**LISTED RECORDS:**
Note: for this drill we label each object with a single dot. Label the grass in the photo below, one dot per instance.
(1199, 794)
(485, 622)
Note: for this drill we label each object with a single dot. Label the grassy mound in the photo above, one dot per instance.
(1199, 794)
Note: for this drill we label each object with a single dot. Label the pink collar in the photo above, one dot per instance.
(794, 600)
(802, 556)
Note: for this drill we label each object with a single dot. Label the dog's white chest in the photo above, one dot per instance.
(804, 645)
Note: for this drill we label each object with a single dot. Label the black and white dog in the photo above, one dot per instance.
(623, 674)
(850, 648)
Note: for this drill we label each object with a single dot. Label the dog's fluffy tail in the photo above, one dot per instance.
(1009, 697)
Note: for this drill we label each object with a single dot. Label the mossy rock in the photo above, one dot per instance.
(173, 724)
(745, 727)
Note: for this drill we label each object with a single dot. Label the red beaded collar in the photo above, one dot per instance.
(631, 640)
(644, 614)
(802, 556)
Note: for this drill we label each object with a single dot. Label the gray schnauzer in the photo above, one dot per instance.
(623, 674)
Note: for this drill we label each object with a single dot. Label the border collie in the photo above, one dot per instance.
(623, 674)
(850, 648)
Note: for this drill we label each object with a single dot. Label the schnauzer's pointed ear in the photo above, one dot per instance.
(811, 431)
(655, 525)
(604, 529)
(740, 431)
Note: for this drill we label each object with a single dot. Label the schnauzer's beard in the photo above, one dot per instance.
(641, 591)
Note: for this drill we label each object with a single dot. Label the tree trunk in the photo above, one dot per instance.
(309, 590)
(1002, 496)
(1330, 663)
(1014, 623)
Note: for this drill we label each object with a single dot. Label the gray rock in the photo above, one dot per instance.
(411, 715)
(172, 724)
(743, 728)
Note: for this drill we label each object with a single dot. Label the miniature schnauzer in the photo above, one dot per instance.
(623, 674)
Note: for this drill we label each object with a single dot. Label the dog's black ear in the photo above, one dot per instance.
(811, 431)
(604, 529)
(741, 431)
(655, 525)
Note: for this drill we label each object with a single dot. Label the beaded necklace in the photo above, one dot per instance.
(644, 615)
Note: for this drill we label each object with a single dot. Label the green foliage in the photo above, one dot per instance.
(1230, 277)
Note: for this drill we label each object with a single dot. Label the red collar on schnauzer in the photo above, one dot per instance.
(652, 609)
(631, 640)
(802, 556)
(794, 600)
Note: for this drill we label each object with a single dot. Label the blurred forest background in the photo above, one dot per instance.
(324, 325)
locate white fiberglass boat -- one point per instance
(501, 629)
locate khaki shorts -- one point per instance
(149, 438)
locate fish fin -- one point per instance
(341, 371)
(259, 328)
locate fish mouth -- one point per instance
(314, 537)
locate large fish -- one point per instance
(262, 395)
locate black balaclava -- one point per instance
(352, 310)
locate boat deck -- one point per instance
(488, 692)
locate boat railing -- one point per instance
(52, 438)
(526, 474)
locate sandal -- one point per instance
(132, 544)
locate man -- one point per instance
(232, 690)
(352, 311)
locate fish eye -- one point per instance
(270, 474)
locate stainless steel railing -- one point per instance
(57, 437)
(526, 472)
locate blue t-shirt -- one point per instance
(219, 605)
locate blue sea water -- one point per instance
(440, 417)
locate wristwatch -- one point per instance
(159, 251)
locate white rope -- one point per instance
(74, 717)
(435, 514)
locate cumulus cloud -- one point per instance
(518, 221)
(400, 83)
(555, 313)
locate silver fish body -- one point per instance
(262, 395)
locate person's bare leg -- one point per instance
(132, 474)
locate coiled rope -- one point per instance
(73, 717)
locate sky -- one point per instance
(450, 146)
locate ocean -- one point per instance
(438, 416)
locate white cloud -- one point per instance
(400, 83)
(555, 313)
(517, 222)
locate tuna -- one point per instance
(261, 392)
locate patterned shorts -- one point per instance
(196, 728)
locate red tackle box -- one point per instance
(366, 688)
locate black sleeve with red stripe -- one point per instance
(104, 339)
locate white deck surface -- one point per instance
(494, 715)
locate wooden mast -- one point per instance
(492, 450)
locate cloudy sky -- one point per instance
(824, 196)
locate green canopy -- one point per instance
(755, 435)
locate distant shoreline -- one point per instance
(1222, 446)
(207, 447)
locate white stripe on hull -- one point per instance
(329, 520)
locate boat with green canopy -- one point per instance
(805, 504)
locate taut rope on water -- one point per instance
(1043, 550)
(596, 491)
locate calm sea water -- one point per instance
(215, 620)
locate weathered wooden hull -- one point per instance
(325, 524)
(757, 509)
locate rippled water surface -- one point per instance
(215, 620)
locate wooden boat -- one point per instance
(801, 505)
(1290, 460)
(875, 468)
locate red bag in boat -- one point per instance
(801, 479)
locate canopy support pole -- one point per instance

**WORK REQUEST:** Transcribe the listing above verbatim, leaving every line whole.

**WRITTEN SOLUTION:**
Note: for this drill we label each object with a single dot. Label the grass in the photo below, one dot per instance.
(1199, 794)
(485, 622)
Note: for this drill we label each object with a single dot. Label the grassy mound in the photo above, one dot per instance.
(1199, 794)
Note: for this drill we label each object with a single dot. Label the pink collar in the photo above, one dot per instance.
(794, 600)
(802, 556)
Note: for this drill we label each object with a single dot. Label the dog's white chest in the photo above, one dot per instance.
(804, 645)
Note: for this drill we label each object with a single dot. Label the black and white dog in the photo above, one dot per instance.
(623, 674)
(850, 648)
Note: for this drill we label each object with a single dot. Label the dog's fluffy tail in the photo above, one dot per instance.
(1009, 697)
Note: for this drill we label each object with a single dot. Label the mossy rock in the photo above, one dot per instance.
(173, 724)
(745, 727)
Note: for this drill we label each object with a single dot. Label the red beaded collar in the photo above, one dot per instance.
(631, 640)
(644, 614)
(802, 556)
Note: for this drill we label each object with a single dot. Label the gray schnauzer in the photo above, one dot per instance.
(623, 674)
Note: for this drill we label each object with a single dot. Label the border collie in the photo above, one dot per instance.
(623, 674)
(850, 648)
Note: for this drill we label each object with a single dot. Label the schnauzer's pointed ear in the photo above, one dot per instance.
(811, 431)
(655, 525)
(604, 529)
(740, 431)
Note: for this drill we label each object with a single dot. Label the schnauzer's beard in the photo above, one dot per instance.
(641, 591)
Note: for this drill we label each object with a single dot. Label the tree trunk in the photo above, one dot per instance.
(309, 590)
(1002, 496)
(1330, 663)
(1014, 623)
Note: for this drill we label each object with a single dot. Label the gray rock in the photo above, one dot per instance.
(411, 715)
(172, 724)
(743, 728)
Note: for this drill we label each object with a single dot. Label the miniature schnauzer in the photo above, one dot per instance.
(623, 674)
Note: for this drill we label each object with a single dot. Label the dog's black ear in the photo above, one dot per instance.
(811, 431)
(604, 529)
(741, 431)
(655, 525)
Note: for this drill we label each object with a single dot. Label the beaded necklace in the photo above, one dot per instance.
(644, 615)
Note: for this drill we label each object with a single dot. Label the green foliage in the photo above, one dot per instance.
(1230, 277)
Note: for this drill we label each object with a single dot. Label the red collar on schnauzer in the photo above, one dot per instance.
(652, 609)
(631, 640)
(802, 556)
(794, 600)
Note: for this drill we label each object with a single dot. Label the blurred forest background in the photo above, one dot per instance.
(324, 325)
locate white fiberglass boat -- one point per instance
(501, 629)
locate khaki shorts -- one point per instance
(149, 438)
locate fish fin -- one point per instance
(341, 371)
(259, 328)
locate fish mouth -- one point per instance
(314, 537)
locate large fish -- one point per instance
(262, 395)
locate black balaclava -- one point per instance
(352, 310)
locate boat deck -- one point per instance
(488, 692)
locate boat railing -- one point per instance
(52, 438)
(526, 474)
locate sandal -- one point per instance
(132, 544)
locate man -- one point per instance
(232, 690)
(352, 311)
locate fish eye -- one point per instance
(270, 474)
locate stainless steel railing -- one point per instance
(57, 437)
(526, 472)
locate blue t-shirt -- one point per instance
(219, 605)
locate blue sea water -- one point per instance
(440, 417)
locate wristwatch -- one point per instance
(159, 251)
locate white rope -- one point per instance
(74, 717)
(435, 514)
locate cumulus cloud -- one point per instance
(518, 221)
(400, 83)
(555, 313)
locate silver fish body -- one point per instance
(262, 395)
locate person's bare leg -- one point per instance
(132, 474)
locate coiled rope -- one point per instance
(73, 717)
locate sky -- one point per instance
(450, 146)
locate ocean -- one point per instance
(438, 416)
locate white cloud -- one point per instance
(400, 83)
(555, 313)
(517, 222)
locate tuna -- one point per instance
(261, 392)
locate patterned shorts -- one point per instance
(196, 728)
locate red tackle box -- one point per instance
(366, 688)
locate black sleeve with red stripe -- one point per instance
(104, 339)
locate white deck surface -- one point per instance
(494, 715)
locate wooden mast -- one point per instance
(492, 450)
locate cloudy sky -- one point per instance
(824, 196)
locate green canopy -- one point per instance
(755, 435)
locate distant shoreline -- one point per instance
(1222, 446)
(207, 447)
locate white stripe on hull -- one point per instance
(329, 520)
locate boat with green canopy -- one point per instance
(805, 504)
locate taut rope on water -- one point per instance
(1043, 550)
(596, 491)
locate calm sea water -- one point per instance
(215, 620)
locate weathered wooden hull -- one point per instance
(325, 524)
(757, 509)
locate rippled water surface -- one point per instance
(215, 620)
locate wooden boat -- one point per instance
(801, 505)
(1290, 460)
(875, 468)
locate red bag in boat -- one point per instance
(801, 479)
locate canopy support pole -- one point per instance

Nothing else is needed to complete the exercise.